> **Selected extract**
===

The “sequestration” issue began in 2011 when a deadlock developed between Congress and Obama over the budget. Obama then proposed that a list of specific automatic spending cuts would go into effect on March 1 if no new deal was reached.

The proposed cuts were deliberately chosen to be so bad that Congress would not allow them to take effect. Or so Obama thought. He would use this as leverage to get the balance of tax increases and smaller spending cuts that he had in mind.

But, in the end, the Republicans called his bluff, and now the spending cuts have come into effect – US$1.2 trillion (RM3.71 trillion) over 10 years, starting with US$85bil (RM263bil) this fiscal year.

The effects will be felt not only by Americans but also the developing countries. They include the negative fallout on global growth and expected cuts in aid going to poor countries.

This comes at a bad time as the rich economies are already on a downward path.

Last week, the Organisation for Economic Cooperation and Development, the group of 34 rich countries, said that the gross domestic product of its members fell by an annual rate of 0.6% in the last quarter of 2012.

===

> **Data section**

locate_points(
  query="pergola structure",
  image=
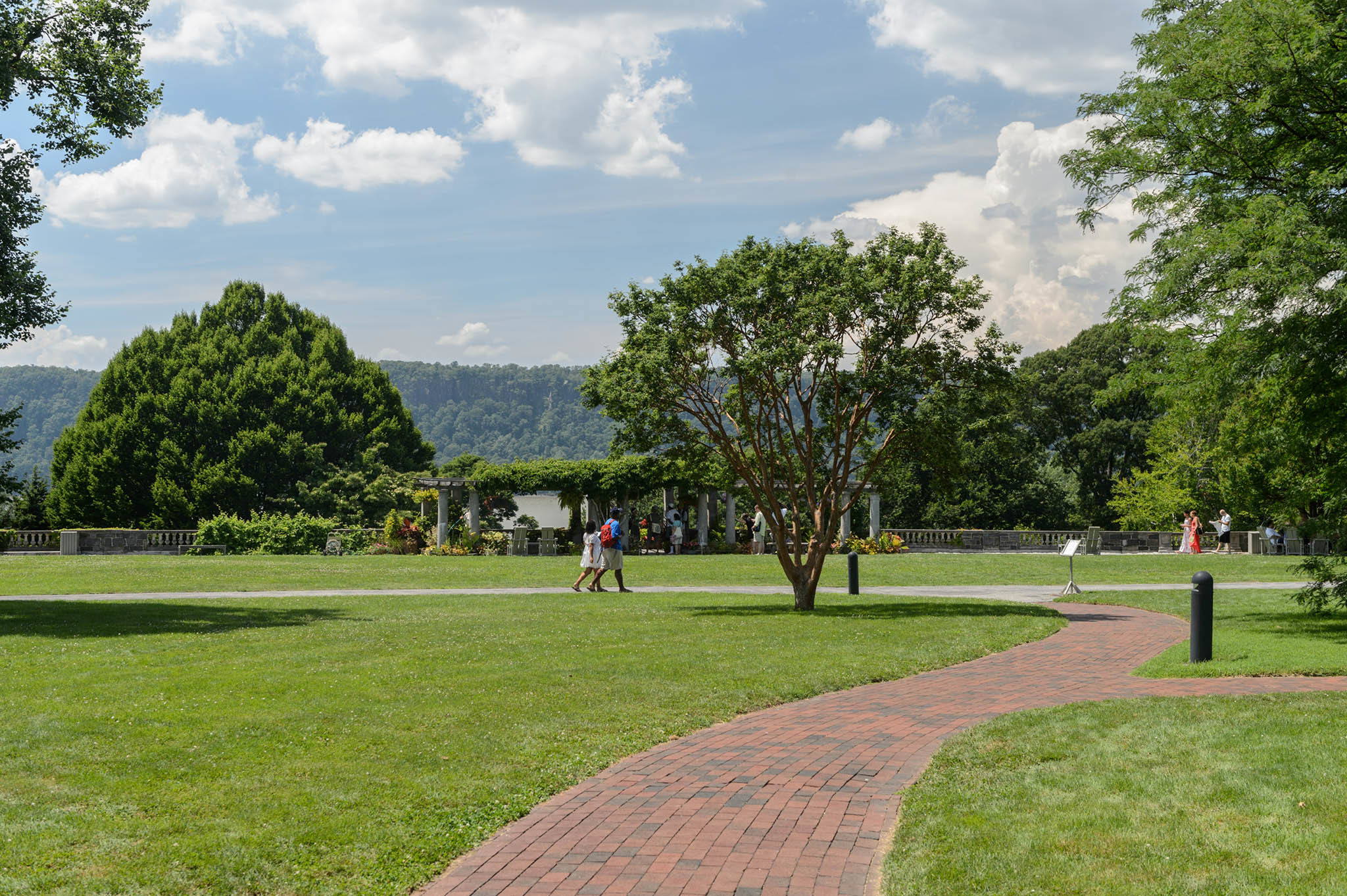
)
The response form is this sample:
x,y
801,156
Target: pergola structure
x,y
845,531
456,486
446,486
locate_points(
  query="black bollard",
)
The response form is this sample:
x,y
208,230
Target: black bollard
x,y
1199,619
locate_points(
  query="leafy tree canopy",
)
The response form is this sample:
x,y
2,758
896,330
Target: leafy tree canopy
x,y
78,62
803,366
254,406
1231,136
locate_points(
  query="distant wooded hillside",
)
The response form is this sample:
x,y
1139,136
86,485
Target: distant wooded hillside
x,y
501,411
51,397
497,411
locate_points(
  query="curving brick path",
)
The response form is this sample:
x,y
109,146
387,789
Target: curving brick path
x,y
802,798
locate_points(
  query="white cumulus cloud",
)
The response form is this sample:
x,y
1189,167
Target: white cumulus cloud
x,y
869,137
565,82
466,334
189,170
1016,225
1039,46
328,155
472,341
59,348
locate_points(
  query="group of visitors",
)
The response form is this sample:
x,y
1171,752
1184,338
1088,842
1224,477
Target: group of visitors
x,y
1191,540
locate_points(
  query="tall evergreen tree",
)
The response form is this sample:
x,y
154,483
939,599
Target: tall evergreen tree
x,y
248,407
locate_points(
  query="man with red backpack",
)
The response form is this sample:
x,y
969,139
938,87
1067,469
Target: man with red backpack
x,y
610,541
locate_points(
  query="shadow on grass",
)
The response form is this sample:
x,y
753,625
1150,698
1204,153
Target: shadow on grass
x,y
896,610
109,619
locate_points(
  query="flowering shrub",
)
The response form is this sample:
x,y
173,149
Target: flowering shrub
x,y
404,533
885,544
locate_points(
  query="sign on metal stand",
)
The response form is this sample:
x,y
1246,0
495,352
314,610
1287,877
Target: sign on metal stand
x,y
1070,551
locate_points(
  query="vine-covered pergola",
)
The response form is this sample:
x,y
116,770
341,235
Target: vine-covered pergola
x,y
601,484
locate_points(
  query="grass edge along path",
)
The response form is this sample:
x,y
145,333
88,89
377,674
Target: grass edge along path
x,y
53,575
1254,632
1233,795
796,798
356,745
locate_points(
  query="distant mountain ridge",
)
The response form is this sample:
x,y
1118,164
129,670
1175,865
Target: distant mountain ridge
x,y
497,411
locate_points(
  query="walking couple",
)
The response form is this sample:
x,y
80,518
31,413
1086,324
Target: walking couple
x,y
602,554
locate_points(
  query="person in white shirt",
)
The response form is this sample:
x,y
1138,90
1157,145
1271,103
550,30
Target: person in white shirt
x,y
591,556
1222,525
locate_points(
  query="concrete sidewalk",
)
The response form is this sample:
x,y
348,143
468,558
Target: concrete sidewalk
x,y
1019,594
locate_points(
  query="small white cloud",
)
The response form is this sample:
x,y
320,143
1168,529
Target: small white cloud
x,y
470,341
60,348
942,113
189,170
328,155
869,137
485,352
466,334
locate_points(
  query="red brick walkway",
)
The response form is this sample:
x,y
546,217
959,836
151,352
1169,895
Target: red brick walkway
x,y
800,798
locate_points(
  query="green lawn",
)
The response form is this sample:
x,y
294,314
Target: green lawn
x,y
1254,632
1221,797
357,744
93,575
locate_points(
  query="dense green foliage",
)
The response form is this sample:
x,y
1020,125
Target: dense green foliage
x,y
50,400
267,533
255,406
78,62
802,367
1233,131
501,412
1087,402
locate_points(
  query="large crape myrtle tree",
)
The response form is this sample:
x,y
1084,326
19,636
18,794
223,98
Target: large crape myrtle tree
x,y
804,366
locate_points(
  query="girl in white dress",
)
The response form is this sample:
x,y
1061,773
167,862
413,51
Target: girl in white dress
x,y
589,556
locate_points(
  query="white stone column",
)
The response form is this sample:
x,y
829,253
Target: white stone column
x,y
442,523
474,513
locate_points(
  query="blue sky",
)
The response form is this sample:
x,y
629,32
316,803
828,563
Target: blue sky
x,y
456,182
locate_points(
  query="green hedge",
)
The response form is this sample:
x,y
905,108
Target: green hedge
x,y
267,533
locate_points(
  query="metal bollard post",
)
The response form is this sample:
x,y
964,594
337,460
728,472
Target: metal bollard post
x,y
1199,619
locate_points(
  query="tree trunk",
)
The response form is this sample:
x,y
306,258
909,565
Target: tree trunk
x,y
804,579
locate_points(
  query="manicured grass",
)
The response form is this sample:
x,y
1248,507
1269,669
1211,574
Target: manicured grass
x,y
1254,632
1162,797
358,744
95,575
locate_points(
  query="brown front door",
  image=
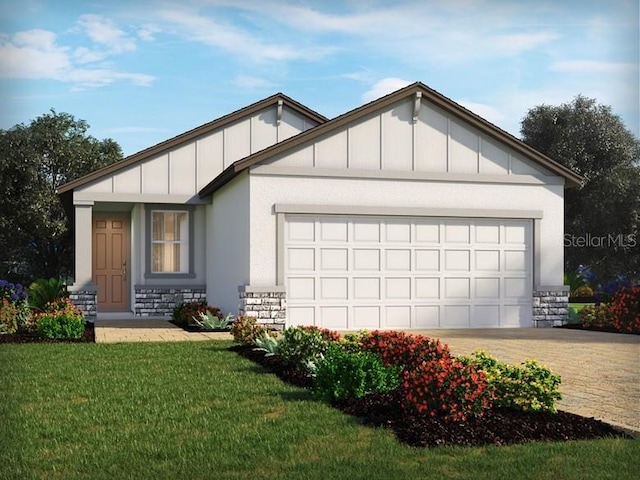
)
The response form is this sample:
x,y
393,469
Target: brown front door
x,y
111,261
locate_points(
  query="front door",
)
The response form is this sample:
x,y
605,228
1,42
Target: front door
x,y
111,261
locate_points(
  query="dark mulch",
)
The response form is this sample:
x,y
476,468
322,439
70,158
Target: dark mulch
x,y
89,336
195,328
607,329
496,427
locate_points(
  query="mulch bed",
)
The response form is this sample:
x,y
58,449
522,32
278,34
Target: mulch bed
x,y
196,328
496,427
89,336
579,326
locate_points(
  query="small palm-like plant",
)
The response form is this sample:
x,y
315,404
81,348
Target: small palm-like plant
x,y
267,343
207,321
44,291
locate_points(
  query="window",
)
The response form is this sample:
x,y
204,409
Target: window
x,y
169,243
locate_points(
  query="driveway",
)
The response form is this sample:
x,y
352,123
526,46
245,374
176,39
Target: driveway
x,y
600,371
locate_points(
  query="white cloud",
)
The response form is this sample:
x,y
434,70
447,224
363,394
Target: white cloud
x,y
250,82
384,87
102,31
35,54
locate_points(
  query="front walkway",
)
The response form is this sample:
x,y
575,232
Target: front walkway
x,y
600,371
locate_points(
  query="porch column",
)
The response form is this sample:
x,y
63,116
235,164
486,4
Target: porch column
x,y
83,293
83,259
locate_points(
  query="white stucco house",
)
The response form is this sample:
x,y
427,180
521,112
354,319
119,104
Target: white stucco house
x,y
408,212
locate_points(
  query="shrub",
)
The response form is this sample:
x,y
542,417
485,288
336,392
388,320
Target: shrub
x,y
302,347
44,291
447,388
529,387
582,291
245,330
14,310
60,320
341,374
184,313
625,309
407,350
207,321
267,343
596,316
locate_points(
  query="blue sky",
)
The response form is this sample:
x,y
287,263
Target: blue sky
x,y
143,71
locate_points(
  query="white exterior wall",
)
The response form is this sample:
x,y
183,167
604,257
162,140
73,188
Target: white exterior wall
x,y
269,190
229,243
391,140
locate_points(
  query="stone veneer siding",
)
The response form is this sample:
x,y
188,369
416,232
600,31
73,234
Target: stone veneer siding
x,y
267,304
159,301
86,299
550,306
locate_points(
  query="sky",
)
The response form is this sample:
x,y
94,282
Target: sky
x,y
141,72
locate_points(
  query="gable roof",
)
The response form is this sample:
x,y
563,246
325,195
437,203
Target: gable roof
x,y
436,98
191,134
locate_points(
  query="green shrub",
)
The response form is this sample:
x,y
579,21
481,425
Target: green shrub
x,y
596,316
245,330
44,291
625,308
208,321
341,374
302,347
184,313
529,387
268,343
582,291
60,320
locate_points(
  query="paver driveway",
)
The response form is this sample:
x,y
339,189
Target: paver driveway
x,y
600,371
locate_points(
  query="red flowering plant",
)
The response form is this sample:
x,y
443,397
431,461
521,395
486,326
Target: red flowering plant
x,y
446,388
625,308
400,348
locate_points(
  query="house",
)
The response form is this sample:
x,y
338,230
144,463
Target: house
x,y
408,212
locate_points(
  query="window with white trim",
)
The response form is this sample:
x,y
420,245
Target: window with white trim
x,y
170,241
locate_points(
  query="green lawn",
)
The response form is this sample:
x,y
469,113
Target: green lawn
x,y
197,411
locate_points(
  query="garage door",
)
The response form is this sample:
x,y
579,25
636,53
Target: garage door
x,y
398,272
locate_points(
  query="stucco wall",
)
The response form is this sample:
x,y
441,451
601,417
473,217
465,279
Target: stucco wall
x,y
228,246
268,190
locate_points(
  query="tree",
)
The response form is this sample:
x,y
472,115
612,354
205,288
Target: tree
x,y
602,218
35,160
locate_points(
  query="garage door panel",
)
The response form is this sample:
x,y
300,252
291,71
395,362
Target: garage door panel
x,y
333,317
457,288
366,317
427,316
366,259
379,272
334,259
366,288
456,316
398,316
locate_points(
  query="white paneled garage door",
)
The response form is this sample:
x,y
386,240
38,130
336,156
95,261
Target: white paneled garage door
x,y
345,272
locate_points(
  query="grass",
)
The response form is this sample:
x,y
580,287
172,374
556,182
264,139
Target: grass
x,y
197,411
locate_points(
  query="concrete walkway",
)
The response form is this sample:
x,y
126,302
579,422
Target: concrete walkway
x,y
600,371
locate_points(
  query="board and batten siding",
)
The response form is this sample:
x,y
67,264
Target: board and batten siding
x,y
185,169
392,140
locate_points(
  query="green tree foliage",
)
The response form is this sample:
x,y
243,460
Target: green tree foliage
x,y
35,160
594,142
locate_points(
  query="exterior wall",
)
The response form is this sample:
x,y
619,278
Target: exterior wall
x,y
269,190
229,242
268,305
181,172
158,301
392,140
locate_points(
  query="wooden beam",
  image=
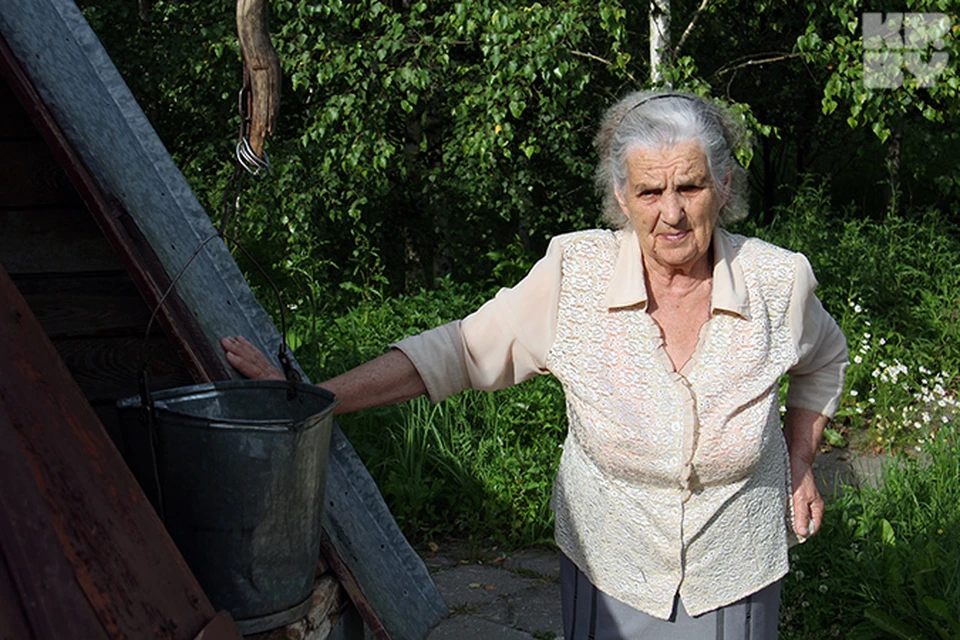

===

> **Exercise tasks**
1. Duplicate the part of the sequestration passage that begins at the words "The proposed cuts" and stops after the words "had in mind.".
2. List every sum of money that the sequestration passage mentions.
The records that come after the sequestration passage are separate material.

> **Expected results**
1.
The proposed cuts were deliberately chosen to be so bad that Congress would not allow them to take effect. Or so Obama thought. He would use this as leverage to get the balance of tax increases and smaller spending cuts that he had in mind.

2.
US$1.2 trillion
RM3.71 trillion
US$85bil
RM263bil